_Instrução A_
Selecione na listagem todas as linhas em que aparece a palavra "beige" e copie cada uma delas por inteiro.

_Documento_
******

Enquanto iniciativas para privatizar sistemas de saneamento avançam no Brasil, um estudo indica que esforços para fazer exatamente o inverso —devolver a gestão do tratamento e fornecimento de água às mãos públicas— continua a ser uma tendência global crescente. De acordo com um mapeamento feito por onze organizações majoritariamente europeias, da virada do milênio para cá foram registrados 267 casos de “remunicipalização”, ou reestatização, de sistemas de água e esgoto. No ano 2000, de acordo com o estudo, só se conheciam três casos.
Satoko Kishimoto, uma das autoras da pesquisa recém-publicada, afirma que a reversão vem sendo impulsionada por um leque de problemas reincidentes, entre eles serviços inflacionados, ineficientes e com investimentos insuficientes. Ela é coordenadora para políticas públicas alternativas no TNI (Instituto Transnacional), centro de pesquisas com sede na Holanda.

PRIVATIZAÇÕES ERRADAS – “Em geral, observamos que as cidades estão voltando atrás porque constatam que as privatizações ou PPPs (parcerias público-privadas) acarretam tarifas muito altas, não cumprem promessas feitas inicialmente e operam com falta de transparência, entre uma série de problemas que vimos caso a caso”, explica Satoko à BBC Brasil.
O estudo detalha experiências de cidades que recorreram a privatizações de seus sistemas de água e saneamento nas últimas décadas, mas decidiram voltar atrás —uma longa lista que inclui lugares como Berlim, Paris, Budapeste, Bamako (Mali), Buenos Aires, Maputo (Moçambique) e La Paz.
A tendência, vista com força sobretudo na Europa, vai no caminho contrário ao movimento que vem sendo feito no Brasil para promover a concessão de sistemas de esgoto para a iniciativa privada.

******

Parte de um arquivo de dados
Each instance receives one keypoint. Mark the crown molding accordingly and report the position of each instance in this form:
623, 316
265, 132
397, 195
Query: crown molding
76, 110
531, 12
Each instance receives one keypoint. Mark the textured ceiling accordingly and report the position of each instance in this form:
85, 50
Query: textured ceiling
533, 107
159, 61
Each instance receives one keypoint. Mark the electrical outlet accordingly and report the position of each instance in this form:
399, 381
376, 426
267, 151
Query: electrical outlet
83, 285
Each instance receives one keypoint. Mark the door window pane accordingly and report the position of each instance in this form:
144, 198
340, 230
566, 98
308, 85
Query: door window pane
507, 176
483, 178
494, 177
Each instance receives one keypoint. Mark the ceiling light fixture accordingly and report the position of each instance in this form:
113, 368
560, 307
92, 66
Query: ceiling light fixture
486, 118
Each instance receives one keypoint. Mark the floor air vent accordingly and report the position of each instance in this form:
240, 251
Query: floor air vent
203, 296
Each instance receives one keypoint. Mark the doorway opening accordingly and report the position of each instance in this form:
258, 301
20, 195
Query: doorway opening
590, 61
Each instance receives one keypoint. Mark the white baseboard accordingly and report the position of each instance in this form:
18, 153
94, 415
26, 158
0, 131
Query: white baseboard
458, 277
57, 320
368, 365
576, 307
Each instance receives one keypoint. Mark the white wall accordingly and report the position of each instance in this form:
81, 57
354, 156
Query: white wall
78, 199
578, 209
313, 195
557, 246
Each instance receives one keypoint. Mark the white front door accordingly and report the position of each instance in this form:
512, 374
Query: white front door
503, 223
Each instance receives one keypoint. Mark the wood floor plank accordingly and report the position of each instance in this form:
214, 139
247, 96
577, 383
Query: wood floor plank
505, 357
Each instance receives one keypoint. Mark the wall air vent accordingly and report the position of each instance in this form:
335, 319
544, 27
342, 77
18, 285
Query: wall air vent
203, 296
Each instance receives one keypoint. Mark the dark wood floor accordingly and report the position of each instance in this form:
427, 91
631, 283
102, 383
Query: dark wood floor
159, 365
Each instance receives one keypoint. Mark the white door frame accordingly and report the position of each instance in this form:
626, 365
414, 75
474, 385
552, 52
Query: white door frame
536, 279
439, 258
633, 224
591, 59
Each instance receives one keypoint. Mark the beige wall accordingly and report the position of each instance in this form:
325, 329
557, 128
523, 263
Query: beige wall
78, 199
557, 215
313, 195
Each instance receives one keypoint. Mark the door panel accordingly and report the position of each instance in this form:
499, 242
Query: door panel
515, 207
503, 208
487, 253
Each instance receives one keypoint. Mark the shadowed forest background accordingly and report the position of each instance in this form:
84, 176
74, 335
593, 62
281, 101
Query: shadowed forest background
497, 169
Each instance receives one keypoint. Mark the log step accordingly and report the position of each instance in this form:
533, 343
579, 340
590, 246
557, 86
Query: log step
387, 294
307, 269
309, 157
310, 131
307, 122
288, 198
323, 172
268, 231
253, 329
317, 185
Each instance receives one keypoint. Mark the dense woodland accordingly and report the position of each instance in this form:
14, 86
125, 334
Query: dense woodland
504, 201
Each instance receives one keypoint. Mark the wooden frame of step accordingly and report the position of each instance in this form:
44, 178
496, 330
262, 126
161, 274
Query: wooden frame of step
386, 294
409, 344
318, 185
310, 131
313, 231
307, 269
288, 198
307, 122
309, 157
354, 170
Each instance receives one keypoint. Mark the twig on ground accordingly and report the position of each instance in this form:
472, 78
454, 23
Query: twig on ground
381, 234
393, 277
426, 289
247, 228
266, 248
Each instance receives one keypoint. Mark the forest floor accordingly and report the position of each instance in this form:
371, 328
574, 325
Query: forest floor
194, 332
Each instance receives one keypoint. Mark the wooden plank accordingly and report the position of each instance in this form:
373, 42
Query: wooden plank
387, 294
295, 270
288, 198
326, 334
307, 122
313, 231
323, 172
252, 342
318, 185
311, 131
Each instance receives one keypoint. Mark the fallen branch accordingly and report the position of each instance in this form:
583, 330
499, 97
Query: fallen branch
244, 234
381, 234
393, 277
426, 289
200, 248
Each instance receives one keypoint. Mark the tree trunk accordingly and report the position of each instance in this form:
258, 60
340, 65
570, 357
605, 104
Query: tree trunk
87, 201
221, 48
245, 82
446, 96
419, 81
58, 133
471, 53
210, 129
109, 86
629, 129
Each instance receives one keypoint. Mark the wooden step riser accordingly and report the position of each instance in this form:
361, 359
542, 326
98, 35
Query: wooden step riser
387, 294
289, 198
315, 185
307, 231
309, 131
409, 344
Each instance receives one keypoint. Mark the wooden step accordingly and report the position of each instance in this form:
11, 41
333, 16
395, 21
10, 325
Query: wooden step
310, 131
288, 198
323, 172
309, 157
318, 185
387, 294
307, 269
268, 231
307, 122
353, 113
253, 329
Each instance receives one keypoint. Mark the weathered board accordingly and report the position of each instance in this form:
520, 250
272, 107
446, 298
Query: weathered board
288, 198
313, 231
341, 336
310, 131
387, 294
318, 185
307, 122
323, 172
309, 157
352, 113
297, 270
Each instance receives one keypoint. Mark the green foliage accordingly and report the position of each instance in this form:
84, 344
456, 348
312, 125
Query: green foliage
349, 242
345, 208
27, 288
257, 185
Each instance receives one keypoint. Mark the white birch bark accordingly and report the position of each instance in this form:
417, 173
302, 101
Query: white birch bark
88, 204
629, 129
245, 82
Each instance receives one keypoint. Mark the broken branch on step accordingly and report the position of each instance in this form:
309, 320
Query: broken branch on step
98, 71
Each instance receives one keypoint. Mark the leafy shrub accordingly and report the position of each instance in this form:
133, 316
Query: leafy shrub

******

_Instrução B_
Copie integralmente o texto acima sobre a reestatização dos sistemas de água e esgoto, sem nenhuma alteração.

_Resultado A_
Each instance receives one keypoint. Mark the beige wall accordingly and report the position of each instance in this form:
Query: beige wall

_Resultado B_
Enquanto iniciativas para privatizar sistemas de saneamento avançam no Brasil, um estudo indica que esforços para fazer exatamente o inverso —devolver a gestão do tratamento e fornecimento de água às mãos públicas— continua a ser uma tendência global crescente. De acordo com um mapeamento feito por onze organizações majoritariamente europeias, da virada do milênio para cá foram registrados 267 casos de “remunicipalização”, ou reestatização, de sistemas de água e esgoto. No ano 2000, de acordo com o estudo, só se conheciam três casos.
Satoko Kishimoto, uma das autoras da pesquisa recém-publicada, afirma que a reversão vem sendo impulsionada por um leque de problemas reincidentes, entre eles serviços inflacionados, ineficientes e com investimentos insuficientes. Ela é coordenadora para políticas públicas alternativas no TNI (Instituto Transnacional), centro de pesquisas com sede na Holanda.

PRIVATIZAÇÕES ERRADAS – “Em geral, observamos que as cidades estão voltando atrás porque constatam que as privatizações ou PPPs (parcerias público-privadas) acarretam tarifas muito altas, não cumprem promessas feitas inicialmente e operam com falta de transparência, entre uma série de problemas que vimos caso a caso”, explica Satoko à BBC Brasil.
O estudo detalha experiências de cidades que recorreram a privatizações de seus sistemas de água e saneamento nas últimas décadas, mas decidiram voltar atrás —uma longa lista que inclui lugares como Berlim, Paris, Budapeste, Bamako (Mali), Buenos Aires, Maputo (Moçambique) e La Paz.
A tendência, vista com força sobretudo na Europa, vai no caminho contrário ao movimento que vem sendo feito no Brasil para promover a concessão de sistemas de esgoto para a iniciativa privada.